**WHAT TO WORK ON**
Retype all of the following material line for line, keeping every character unchanged.

**INPUT RECORDS**
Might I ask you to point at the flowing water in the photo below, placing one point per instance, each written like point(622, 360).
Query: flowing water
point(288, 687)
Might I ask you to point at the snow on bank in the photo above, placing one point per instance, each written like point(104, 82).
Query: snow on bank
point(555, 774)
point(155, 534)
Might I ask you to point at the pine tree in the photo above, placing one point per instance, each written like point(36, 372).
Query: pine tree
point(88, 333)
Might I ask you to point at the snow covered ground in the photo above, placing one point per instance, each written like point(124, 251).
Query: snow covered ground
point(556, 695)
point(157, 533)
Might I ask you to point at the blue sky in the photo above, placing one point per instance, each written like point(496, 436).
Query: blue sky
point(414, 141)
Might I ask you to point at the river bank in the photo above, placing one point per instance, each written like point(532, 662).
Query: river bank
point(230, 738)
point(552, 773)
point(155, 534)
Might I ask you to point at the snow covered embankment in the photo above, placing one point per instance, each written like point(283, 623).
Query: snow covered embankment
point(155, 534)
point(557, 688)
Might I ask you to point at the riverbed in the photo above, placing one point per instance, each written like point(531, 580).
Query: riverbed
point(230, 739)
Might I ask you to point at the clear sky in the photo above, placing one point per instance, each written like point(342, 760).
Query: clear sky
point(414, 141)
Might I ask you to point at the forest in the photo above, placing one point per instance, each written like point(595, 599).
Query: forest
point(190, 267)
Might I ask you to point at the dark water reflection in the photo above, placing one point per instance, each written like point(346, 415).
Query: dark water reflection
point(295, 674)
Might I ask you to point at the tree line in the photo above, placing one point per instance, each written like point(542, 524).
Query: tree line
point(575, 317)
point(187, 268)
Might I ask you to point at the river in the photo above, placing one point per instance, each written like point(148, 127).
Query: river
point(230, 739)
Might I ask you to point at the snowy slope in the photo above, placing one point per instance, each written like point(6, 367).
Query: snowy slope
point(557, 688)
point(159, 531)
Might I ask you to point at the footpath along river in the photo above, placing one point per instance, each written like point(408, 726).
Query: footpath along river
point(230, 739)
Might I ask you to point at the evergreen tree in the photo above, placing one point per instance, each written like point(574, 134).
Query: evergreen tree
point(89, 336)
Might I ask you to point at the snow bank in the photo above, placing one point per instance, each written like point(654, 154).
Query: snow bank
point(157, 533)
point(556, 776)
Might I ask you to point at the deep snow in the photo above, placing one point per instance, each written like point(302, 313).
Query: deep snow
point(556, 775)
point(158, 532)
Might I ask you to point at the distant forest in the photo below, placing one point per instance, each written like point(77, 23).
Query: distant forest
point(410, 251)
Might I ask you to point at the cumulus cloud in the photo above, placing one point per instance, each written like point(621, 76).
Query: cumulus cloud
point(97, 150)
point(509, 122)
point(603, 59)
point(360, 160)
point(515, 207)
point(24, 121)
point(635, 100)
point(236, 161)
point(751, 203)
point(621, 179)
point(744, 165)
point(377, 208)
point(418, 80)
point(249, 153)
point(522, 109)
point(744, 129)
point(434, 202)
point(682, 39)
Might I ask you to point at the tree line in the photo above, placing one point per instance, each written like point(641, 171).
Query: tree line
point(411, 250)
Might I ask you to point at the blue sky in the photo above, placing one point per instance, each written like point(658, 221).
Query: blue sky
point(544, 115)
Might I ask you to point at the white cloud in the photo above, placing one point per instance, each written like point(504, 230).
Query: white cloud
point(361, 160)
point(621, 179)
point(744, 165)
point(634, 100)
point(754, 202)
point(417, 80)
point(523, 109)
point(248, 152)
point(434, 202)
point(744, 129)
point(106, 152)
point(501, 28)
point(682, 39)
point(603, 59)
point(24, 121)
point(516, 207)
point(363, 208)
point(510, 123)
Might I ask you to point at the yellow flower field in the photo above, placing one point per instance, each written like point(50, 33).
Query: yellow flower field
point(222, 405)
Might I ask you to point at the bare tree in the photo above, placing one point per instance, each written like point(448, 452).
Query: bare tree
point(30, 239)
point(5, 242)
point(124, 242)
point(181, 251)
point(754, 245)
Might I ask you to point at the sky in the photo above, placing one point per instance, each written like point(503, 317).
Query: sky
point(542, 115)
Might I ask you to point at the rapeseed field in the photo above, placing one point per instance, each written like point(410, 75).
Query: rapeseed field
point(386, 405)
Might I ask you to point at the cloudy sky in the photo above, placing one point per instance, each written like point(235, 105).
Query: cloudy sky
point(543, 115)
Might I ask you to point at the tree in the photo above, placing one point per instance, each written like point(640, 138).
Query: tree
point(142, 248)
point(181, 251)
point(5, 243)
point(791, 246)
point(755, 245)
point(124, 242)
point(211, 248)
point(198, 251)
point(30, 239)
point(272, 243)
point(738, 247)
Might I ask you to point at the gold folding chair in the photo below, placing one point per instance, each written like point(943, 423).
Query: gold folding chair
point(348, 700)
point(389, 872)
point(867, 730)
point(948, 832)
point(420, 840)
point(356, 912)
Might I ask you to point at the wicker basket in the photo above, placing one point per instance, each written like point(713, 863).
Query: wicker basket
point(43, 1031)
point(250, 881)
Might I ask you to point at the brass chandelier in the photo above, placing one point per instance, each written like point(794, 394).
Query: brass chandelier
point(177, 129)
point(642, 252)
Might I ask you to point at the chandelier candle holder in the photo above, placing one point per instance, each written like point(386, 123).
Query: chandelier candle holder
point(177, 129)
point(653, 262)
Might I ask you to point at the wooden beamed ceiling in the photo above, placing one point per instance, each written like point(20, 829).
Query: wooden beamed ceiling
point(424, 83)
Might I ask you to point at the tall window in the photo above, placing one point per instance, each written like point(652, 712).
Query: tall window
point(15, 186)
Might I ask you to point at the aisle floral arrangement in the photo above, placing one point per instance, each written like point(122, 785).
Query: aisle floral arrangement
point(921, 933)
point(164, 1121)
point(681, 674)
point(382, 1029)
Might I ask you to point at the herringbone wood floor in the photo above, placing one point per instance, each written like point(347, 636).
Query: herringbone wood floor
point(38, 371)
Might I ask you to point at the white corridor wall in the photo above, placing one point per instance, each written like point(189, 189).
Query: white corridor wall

**WRITTEN RESPONSE**
Might I ask you to point at the flowing water in the photo below, placing one point per instance, each written like point(622, 360).
Query: flowing water
point(288, 687)
Might I ask you to point at the snow on bank in the photo above, placing one point per instance, each written like point(104, 82).
Query: snow on bank
point(555, 774)
point(155, 534)
Might I ask you to point at the pine tree in the photo above, placing one point per instance, each written like point(36, 372).
Query: pine tree
point(88, 333)
Might I ask you to point at the snow covered ground in the photo above, placing one point per instance, each written like point(124, 251).
Query: snow covered ground
point(556, 695)
point(157, 533)
Might I ask you to point at the blue sky in the photo above, placing one point per instance, each written like point(496, 436).
Query: blue sky
point(414, 141)
Might I ask you to point at the river bank in the photo above, placing one point per instance, each written like point(532, 662).
Query: river bank
point(230, 738)
point(552, 773)
point(155, 534)
Might I ask you to point at the snow covered embankment in the photo above, placing one point per instance, each written like point(283, 623).
Query: snow covered embankment
point(155, 534)
point(557, 688)
Might I ask you to point at the riverbed in the photo above, placing one point per instance, each written like point(531, 580).
Query: riverbed
point(230, 739)
Might I ask you to point at the clear sky in the photo above, placing one point per instance, each written like point(342, 760).
Query: clear sky
point(414, 141)
Might I ask you to point at the forest in the photo above, placing one point per instance, each written like point(595, 599).
Query: forest
point(190, 267)
Might I ask you to point at the dark water reflection in the photo above, placing one point per instance, each written like point(346, 415).
Query: dark water reflection
point(295, 674)
Might I ask you to point at the tree line in the photo above, placing one point per instance, each written like point(542, 524).
Query: tree line
point(575, 317)
point(187, 268)
Might I ask you to point at the river in the photo above, placing one point per instance, each written like point(148, 127).
Query: river
point(230, 739)
Might I ask you to point at the snowy slope in the photo above, placing one point per instance, each written like point(6, 367).
Query: snowy slope
point(557, 688)
point(159, 531)
Might I ask you to point at the footpath along river in the photo above, placing one point per instance, each written like point(408, 726).
Query: footpath along river
point(230, 739)
Might I ask you to point at the evergreen tree in the photo above, placing one point per instance, each written like point(574, 134).
Query: evergreen tree
point(89, 336)
Might I ask you to point at the snow bank in the photo above, placing one point per instance, each written like point(654, 154).
Query: snow bank
point(157, 533)
point(556, 776)
Might I ask you to point at the deep snow in the photo above, placing one point per instance, each written like point(302, 313).
Query: deep snow
point(556, 775)
point(158, 532)
Might I ask you to point at the distant forest in the photo below, placing one point per instance, each written like point(77, 23).
Query: distant forest
point(410, 251)
Might I ask you to point at the cumulus cloud in the photo above, placing one point per instance, each written like point(621, 76).
Query: cumulus cloud
point(97, 150)
point(509, 122)
point(603, 59)
point(360, 160)
point(515, 207)
point(24, 121)
point(635, 100)
point(236, 161)
point(751, 203)
point(621, 179)
point(744, 165)
point(377, 208)
point(418, 80)
point(249, 153)
point(522, 109)
point(744, 129)
point(434, 202)
point(682, 39)
Might I ask you to point at the tree line in the photo above, placing one point per instance, each written like point(641, 171).
Query: tree line
point(411, 250)
Might I ask you to point at the blue sky in the photo above, placing one point per instance, each written like point(658, 221).
Query: blue sky
point(544, 115)
Might I ask you to point at the white cloud in the photo above, placing one point per instance, each written like point(504, 230).
Query: white cloud
point(361, 160)
point(621, 179)
point(744, 165)
point(634, 100)
point(754, 202)
point(417, 80)
point(523, 109)
point(248, 152)
point(434, 202)
point(744, 129)
point(106, 152)
point(501, 28)
point(682, 39)
point(603, 59)
point(24, 121)
point(516, 207)
point(363, 208)
point(510, 123)
Might I ask you to point at the yellow flower field in the photo above, placing one point per instance, each written like point(50, 33).
Query: yellow flower field
point(222, 405)
Might I ask you to point at the bare tree in the photo above, placing one point per instance, each written like point(448, 452).
Query: bare tree
point(30, 239)
point(5, 242)
point(124, 242)
point(181, 251)
point(754, 245)
Might I ask you to point at the sky in the photo above, placing one point per instance, each written like point(503, 317).
Query: sky
point(542, 115)
Might I ask you to point at the rapeseed field in the photo above, placing one point per instance, each written like point(410, 75).
Query: rapeseed field
point(386, 405)
Might I ask you to point at the cloudy sky in the photo above, placing one point per instance, each written like point(235, 105).
Query: cloudy sky
point(543, 115)
Might I ask you to point at the tree in the photo above, placing one point per instance, each written like point(640, 138).
Query: tree
point(142, 248)
point(181, 251)
point(5, 243)
point(791, 246)
point(755, 245)
point(124, 242)
point(211, 248)
point(198, 251)
point(30, 239)
point(272, 243)
point(738, 247)
Might I ask you to point at the gold folding chair in the photo below, placing one point per instance, each written like point(943, 423).
Query: gold folding chair
point(348, 700)
point(389, 872)
point(867, 730)
point(948, 832)
point(420, 840)
point(356, 912)
Might I ask you to point at the wicker basket in the photo above, placing one point per instance, each written like point(713, 863).
Query: wicker basket
point(43, 1031)
point(250, 881)
Might I ask you to point at the brass chandelier in the photo above, placing one point per instance, each written like point(794, 394).
Query: brass chandelier
point(177, 129)
point(642, 252)
Might I ask you to point at the chandelier candle holder in the photo above, placing one point per instance, each written like point(386, 123).
Query: chandelier candle holder
point(177, 129)
point(653, 262)
Might I ask you to point at the wooden beamed ceiling in the photo above, placing one point per instance, each written like point(20, 829).
Query: wooden beamed ceiling
point(424, 83)
Might I ask you to point at the tall window in the photo above, placing one point per instance, each written like point(652, 712).
Query: tall window
point(15, 186)
Might I ask you to point at the aisle floral arrangement in the photo above, placing one point per instance, each written like point(122, 785).
Query: aisle floral arrangement
point(921, 933)
point(164, 1121)
point(681, 674)
point(382, 1029)
Might I ask you to point at the herringbone wood floor in the photo above, placing one point per instance, each written like point(347, 636).
Query: herringbone wood floor
point(38, 371)
Might I ask you to point at the white corridor wall in the photo above, placing one point per instance, each written like point(189, 189).
Query: white corridor wall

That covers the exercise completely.